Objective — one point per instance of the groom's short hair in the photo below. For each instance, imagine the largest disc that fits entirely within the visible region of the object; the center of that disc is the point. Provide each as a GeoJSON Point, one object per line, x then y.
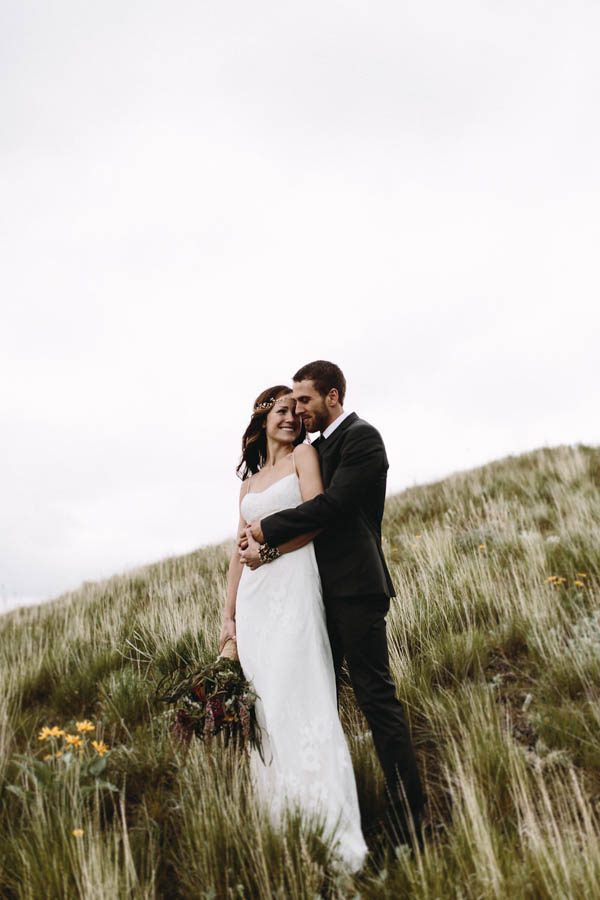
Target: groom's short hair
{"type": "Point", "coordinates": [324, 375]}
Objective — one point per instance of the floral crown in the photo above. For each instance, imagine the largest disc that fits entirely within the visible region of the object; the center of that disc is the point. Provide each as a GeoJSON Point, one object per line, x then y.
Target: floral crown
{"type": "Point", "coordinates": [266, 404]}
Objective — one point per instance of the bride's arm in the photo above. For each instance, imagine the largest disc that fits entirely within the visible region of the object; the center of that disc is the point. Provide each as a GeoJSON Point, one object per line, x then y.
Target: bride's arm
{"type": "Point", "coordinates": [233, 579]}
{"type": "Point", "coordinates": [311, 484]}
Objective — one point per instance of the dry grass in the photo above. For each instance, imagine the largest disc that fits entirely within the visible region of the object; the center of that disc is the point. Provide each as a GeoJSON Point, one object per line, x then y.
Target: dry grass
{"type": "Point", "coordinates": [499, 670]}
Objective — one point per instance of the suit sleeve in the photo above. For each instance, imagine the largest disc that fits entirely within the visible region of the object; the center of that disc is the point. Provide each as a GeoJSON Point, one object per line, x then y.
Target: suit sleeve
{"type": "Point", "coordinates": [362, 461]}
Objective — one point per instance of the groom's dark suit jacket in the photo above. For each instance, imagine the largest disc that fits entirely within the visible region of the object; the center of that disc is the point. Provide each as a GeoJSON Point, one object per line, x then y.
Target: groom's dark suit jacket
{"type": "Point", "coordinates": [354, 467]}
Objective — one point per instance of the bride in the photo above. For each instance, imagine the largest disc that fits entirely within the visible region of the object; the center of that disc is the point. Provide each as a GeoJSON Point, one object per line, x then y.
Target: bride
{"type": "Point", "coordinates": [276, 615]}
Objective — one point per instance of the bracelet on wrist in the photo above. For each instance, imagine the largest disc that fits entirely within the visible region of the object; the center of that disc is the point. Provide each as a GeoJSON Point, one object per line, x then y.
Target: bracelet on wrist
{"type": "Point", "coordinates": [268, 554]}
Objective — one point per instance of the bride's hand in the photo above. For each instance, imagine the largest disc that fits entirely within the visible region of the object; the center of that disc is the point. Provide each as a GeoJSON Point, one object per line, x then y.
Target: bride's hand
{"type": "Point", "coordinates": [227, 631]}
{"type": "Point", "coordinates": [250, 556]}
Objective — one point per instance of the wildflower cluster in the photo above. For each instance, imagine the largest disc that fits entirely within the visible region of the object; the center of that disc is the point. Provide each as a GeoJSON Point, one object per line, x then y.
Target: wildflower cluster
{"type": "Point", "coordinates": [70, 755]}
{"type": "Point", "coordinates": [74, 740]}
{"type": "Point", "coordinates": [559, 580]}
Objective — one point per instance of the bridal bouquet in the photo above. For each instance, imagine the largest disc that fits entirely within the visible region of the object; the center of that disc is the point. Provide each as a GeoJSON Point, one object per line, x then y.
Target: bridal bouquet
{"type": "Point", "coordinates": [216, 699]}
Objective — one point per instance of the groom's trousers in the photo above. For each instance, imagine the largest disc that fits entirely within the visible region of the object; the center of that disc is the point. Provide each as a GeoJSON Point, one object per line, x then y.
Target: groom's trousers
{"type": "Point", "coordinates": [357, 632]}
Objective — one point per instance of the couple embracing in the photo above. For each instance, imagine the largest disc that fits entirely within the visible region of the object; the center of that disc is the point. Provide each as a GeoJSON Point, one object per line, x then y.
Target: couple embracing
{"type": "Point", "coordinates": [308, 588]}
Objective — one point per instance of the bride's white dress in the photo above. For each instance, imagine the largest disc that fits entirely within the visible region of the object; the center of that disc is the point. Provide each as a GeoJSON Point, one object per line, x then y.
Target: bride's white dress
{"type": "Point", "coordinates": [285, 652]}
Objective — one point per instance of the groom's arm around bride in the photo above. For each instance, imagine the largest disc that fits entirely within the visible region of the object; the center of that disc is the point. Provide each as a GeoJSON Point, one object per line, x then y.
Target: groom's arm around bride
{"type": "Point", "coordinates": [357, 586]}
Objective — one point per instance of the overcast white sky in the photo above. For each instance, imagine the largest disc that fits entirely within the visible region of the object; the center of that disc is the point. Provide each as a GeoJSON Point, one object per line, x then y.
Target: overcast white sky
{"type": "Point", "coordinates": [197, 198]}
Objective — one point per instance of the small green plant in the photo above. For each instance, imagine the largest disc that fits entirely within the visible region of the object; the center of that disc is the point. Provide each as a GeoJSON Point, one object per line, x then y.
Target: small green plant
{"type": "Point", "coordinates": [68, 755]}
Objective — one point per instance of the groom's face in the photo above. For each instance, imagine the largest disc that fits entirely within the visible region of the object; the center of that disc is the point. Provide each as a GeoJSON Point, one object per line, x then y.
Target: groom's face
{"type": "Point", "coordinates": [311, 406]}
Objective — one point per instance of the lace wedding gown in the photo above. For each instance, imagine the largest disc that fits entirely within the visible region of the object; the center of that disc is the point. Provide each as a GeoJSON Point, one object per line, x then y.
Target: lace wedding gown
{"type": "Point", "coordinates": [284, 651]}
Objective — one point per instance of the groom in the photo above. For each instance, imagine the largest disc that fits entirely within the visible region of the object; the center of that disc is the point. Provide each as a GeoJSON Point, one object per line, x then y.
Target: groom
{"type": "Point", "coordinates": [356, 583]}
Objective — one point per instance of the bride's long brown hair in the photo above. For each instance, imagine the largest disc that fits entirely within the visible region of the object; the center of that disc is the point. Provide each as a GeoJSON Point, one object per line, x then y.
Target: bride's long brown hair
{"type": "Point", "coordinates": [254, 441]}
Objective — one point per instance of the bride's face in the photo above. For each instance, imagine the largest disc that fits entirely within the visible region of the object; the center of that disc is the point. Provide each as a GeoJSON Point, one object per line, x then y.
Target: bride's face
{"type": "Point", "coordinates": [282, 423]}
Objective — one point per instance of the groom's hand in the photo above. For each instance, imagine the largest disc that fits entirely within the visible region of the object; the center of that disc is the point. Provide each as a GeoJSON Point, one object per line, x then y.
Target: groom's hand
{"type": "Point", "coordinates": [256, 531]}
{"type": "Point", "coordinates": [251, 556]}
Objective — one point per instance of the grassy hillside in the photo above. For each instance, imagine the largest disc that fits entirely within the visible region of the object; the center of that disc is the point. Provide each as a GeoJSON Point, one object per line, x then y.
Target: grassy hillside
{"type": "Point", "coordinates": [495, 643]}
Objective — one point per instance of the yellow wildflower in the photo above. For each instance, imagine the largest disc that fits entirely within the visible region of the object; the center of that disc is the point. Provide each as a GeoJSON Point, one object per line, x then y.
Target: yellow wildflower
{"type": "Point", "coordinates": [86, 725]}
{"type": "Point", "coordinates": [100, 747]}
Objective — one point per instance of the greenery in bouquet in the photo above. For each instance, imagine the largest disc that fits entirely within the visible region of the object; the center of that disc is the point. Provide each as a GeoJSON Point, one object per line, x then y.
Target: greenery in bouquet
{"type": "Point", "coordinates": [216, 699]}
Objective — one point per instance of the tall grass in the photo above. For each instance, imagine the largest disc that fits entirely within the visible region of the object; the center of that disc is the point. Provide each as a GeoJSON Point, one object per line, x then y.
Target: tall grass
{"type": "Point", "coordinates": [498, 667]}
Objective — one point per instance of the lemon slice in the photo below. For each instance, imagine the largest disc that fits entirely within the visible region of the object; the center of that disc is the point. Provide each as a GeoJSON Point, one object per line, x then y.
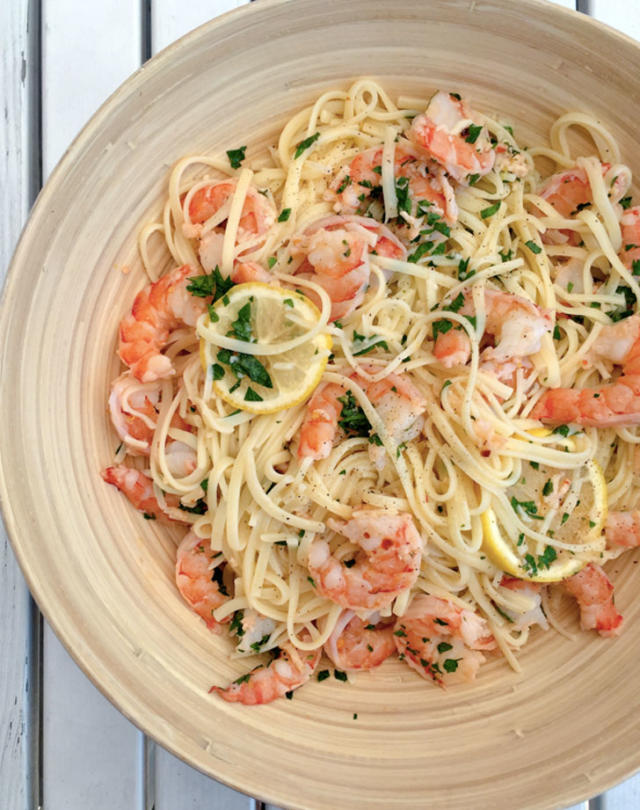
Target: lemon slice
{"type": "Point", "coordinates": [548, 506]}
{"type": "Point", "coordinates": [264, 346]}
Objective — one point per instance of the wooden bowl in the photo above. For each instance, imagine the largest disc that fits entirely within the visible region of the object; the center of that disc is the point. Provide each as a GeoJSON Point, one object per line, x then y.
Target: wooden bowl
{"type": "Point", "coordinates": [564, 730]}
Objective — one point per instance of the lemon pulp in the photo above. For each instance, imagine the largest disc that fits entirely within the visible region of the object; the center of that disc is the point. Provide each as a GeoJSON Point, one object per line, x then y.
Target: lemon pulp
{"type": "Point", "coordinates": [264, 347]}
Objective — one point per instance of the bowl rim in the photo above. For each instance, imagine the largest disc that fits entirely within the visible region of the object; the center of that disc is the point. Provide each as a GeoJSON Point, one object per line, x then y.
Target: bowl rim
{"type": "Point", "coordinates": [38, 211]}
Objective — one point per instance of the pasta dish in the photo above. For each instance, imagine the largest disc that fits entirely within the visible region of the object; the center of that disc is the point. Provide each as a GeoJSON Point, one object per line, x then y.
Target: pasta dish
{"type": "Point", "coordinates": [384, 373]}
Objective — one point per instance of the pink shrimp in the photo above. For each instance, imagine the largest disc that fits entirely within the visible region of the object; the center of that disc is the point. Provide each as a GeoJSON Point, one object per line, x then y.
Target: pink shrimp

========================================

▸ Exercise aim: Write out exactly the lines from the line containing "Objective — one point per instance of the lemon slice" through the last line of the listing above, please, and leave out any pictures.

▸ Completed exercise:
Objective — one point per instance of the lemon slice in the photo below. For each instance, imagine the largest disc that fits entirely within the visible region of the object; the center of that disc is the point. Provide each as a GeoJSON Point, one object per line, x then y.
Target: lemon slice
{"type": "Point", "coordinates": [548, 506]}
{"type": "Point", "coordinates": [264, 346]}
Objective — one point per instance of the wooden bowl in the photo above. For each instance, imagine the largest disc that fits entirely within the visible region of the object; the center of that disc is the point. Provide each as a GeoJSON Point, one object per line, x then y.
Target: wooden bowl
{"type": "Point", "coordinates": [564, 730]}
Objective — one point per instance of the lemon pulp in the photo above. For each instance, imagine the largest disc that fits entirely within the visible region of the object; the center of that disc is the point. Provide each as a GeoJSON Point, one object per line, x then y.
Target: lemon pulp
{"type": "Point", "coordinates": [264, 347]}
Objective — one point per instance of the bowl rim in the photo above. For each instance, imagine the largest disc that fits entirely within the visible region of the object; the center of that disc is the point. Provide each as a GeoJSON Point, one object per line, x then y.
Target: bowl rim
{"type": "Point", "coordinates": [38, 211]}
Objective — one point per instance of the pasta dish in the photo above. For each instance, imagine the largest disc that fits entirely within the visible region of the object; the center of that disc is the point. Provide each as a GeoJSON Point, one object per line, x then y.
Target: pasta dish
{"type": "Point", "coordinates": [384, 373]}
Objective — one point per instance of the pink shrimp in the photo above. For each instance, imagine the largest disc that fits entirely within the visible region of the object; the center of that disc is the point. Provide each as a GeoJSON Point, one object per line, x then y.
Target: pink shrimp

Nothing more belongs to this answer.